▸ WORK REQUIRED: Please restate the following records word for word.

▸ EXTRACTED ENTRIES:
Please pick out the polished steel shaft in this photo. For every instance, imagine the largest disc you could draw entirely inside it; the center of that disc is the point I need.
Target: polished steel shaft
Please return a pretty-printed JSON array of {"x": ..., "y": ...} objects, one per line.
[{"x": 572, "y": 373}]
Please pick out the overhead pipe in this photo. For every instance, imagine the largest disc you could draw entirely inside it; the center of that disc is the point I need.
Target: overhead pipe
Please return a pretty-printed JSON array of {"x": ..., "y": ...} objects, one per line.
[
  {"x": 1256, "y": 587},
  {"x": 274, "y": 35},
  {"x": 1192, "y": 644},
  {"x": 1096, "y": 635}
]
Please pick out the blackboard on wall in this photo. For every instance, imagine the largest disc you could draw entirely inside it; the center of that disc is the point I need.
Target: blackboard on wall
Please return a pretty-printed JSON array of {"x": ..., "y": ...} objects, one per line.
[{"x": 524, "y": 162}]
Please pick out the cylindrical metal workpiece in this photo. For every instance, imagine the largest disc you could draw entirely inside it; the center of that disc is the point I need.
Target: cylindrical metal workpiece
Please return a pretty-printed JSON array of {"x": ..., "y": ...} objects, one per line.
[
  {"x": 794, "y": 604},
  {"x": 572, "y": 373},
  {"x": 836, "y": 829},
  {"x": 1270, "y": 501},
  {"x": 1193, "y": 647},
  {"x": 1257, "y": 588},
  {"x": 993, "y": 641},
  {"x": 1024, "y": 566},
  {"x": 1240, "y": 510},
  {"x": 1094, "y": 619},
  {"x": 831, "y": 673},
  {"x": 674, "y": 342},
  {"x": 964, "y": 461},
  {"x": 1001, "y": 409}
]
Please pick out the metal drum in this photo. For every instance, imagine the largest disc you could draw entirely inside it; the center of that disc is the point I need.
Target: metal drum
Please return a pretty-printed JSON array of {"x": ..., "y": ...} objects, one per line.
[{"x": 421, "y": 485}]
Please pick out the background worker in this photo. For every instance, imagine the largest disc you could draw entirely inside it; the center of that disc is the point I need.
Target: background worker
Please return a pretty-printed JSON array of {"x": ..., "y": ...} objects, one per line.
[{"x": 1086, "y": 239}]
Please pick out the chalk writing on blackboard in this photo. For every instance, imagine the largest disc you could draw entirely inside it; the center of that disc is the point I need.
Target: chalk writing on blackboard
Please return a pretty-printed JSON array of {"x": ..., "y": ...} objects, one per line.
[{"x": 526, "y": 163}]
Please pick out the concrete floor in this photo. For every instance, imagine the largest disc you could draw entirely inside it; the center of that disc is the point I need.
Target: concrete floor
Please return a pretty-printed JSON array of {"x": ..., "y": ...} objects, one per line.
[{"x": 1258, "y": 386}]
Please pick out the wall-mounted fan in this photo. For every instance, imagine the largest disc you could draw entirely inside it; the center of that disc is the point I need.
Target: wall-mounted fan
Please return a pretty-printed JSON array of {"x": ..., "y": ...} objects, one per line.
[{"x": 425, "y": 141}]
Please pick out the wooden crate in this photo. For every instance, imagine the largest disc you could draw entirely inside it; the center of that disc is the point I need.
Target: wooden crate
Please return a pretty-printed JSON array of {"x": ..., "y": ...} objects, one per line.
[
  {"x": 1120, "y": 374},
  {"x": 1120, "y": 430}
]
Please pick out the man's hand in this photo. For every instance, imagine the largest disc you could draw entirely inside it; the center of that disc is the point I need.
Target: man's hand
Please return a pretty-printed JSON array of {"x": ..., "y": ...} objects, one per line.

▸ IN RESPONSE:
Please pick out the polished steel shaft in this photo. For every instance, imagine the largest disc you could draw entirely inside it; the center of that disc is the point I need.
Target: polished steel shaft
Please return a pretty-printed JSON array of {"x": ..., "y": ...} objects, one per line.
[{"x": 572, "y": 373}]
Please pick out the overhead pipe in this photo. For every instance, imagine the largest disc you could draw entirely inside it; the center of that disc is the point I need.
Target: overhead pipe
Please return a pretty-printed JSON array of {"x": ..., "y": ...} objects, one per line.
[
  {"x": 1256, "y": 587},
  {"x": 274, "y": 35},
  {"x": 1192, "y": 644},
  {"x": 1096, "y": 635}
]
Please pick out the blackboard on wall in this photo. For every instance, imagine the largest disc you could draw entirely inside it; the center of that disc is the point I need.
Target: blackboard on wall
Please return a pretty-printed JSON array of {"x": ..., "y": ...} objects, one per line.
[{"x": 524, "y": 162}]
Please pick out the cylindrical metal workpiece in this photo. For every instance, imagine the largest disc you could draw entirely inside it; the center of that disc is the point I need.
Target: cylindrical metal workpiece
Please return a pretty-printed JSON array of {"x": ..., "y": ...} objects, one per line.
[
  {"x": 794, "y": 604},
  {"x": 572, "y": 373},
  {"x": 836, "y": 829},
  {"x": 1270, "y": 501},
  {"x": 1193, "y": 647},
  {"x": 1257, "y": 588},
  {"x": 993, "y": 641},
  {"x": 1024, "y": 566},
  {"x": 1240, "y": 510},
  {"x": 1094, "y": 619},
  {"x": 831, "y": 673},
  {"x": 674, "y": 342},
  {"x": 964, "y": 461},
  {"x": 1001, "y": 409}
]
Please pick out the metal drum in this photo. For every instance, imagine the largest disc you could draw entirely inside it; the center of that disc is the point I need.
Target: metal drum
Please return a pretty-printed JSON array of {"x": ..., "y": ...} objects, one per line.
[{"x": 421, "y": 485}]
Please pick out the background worker in this photo. For every instance, imagine the largest disc you could draw entirely inside it; the center of that disc is the point I need.
Target: background worker
Please return a pretty-printed JSON array of {"x": ..., "y": ...} objects, one per line.
[{"x": 1086, "y": 239}]
Please pick out the chalk writing on blackboard in this photo. For every instance, imagine the largest disc you could draw entirely inside it; the center of that disc is the point I need.
Target: chalk writing on blackboard
Please return a pretty-printed JSON array of {"x": ..., "y": ...} objects, one per line.
[{"x": 526, "y": 163}]
Please pick out the concrete floor in this photo. For every instance, imagine the largest disc you could draw entirely inside it; the center of that disc is the point I need.
Target: concrete floor
Please return a pretty-printed JSON array of {"x": ..., "y": ...} objects, one per line.
[{"x": 1258, "y": 386}]
Please pick out the wall-mounted fan in this photo. For every instance, imagine the largest disc you could draw entirely inside it; the center of that disc is the point I need.
Target: wall-mounted fan
Please return a pretty-printed JSON array of {"x": ..., "y": ...} objects, one per line.
[{"x": 425, "y": 141}]
Please pick out the wooden crate in this photo. For every instance, imagine the largest disc you could draw entirely inside it; the center of that disc is the point I need.
Target: wooden crate
Please return a pretty-printed JSON array of {"x": ..., "y": ...} objects, one per line.
[
  {"x": 1120, "y": 374},
  {"x": 1120, "y": 430}
]
Please pick out the man's hand in this photo. For every instance, imagine the largest disc you could draw entirely inside it; the center of that disc is the point I need.
Target: man's hand
Please return a pretty-printed JSON array of {"x": ..., "y": ...} objects, one per line.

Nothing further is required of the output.